▶ [Work instructions]
Repeat the lines from the one containing "query (the noun phrase to segment): <item>spiky" through the last line, inclusive, swapping every "instance" for "object" and changing nothing else.

▶ [Data entries]
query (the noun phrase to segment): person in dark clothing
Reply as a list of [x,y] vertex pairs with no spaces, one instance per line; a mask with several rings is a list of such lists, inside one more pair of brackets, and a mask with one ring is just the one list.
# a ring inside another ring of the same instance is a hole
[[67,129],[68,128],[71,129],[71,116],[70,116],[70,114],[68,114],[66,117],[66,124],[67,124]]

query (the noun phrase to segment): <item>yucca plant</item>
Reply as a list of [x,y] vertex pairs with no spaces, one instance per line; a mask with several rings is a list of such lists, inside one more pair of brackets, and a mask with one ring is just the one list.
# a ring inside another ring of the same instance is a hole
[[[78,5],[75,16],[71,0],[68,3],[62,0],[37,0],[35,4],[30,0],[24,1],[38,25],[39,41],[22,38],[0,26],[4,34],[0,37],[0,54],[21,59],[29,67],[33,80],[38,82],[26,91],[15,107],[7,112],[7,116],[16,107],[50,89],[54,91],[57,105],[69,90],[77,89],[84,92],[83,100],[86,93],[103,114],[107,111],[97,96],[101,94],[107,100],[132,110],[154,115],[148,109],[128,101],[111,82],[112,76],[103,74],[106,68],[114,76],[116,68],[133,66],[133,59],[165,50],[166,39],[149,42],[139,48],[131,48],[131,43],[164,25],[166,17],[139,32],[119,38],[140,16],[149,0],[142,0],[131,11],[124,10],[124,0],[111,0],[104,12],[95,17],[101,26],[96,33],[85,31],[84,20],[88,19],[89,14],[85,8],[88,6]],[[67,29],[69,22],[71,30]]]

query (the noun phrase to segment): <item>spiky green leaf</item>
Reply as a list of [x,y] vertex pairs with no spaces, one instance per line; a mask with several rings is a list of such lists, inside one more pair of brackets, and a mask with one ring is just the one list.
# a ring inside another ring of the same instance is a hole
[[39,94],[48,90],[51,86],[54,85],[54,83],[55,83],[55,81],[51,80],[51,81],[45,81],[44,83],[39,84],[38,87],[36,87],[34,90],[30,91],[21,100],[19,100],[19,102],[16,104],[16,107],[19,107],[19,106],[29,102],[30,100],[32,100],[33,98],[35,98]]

▶ [Exercise answer]
query (the noun phrase to segment): <item>spiky green leaf</item>
Reply as a list of [x,y] vertex pairs with no spaces, one object per line; a mask with several rings is a list of such lists, inside one more pair of brackets, and a mask with one ring is just the one list.
# a ring inside another ring of the same object is a hole
[[39,94],[48,90],[51,86],[54,85],[54,83],[55,83],[55,81],[51,80],[51,81],[45,81],[44,83],[39,84],[38,87],[36,87],[34,90],[30,91],[21,100],[19,100],[19,102],[16,104],[16,107],[19,107],[19,106],[29,102],[30,100],[32,100],[33,98],[35,98]]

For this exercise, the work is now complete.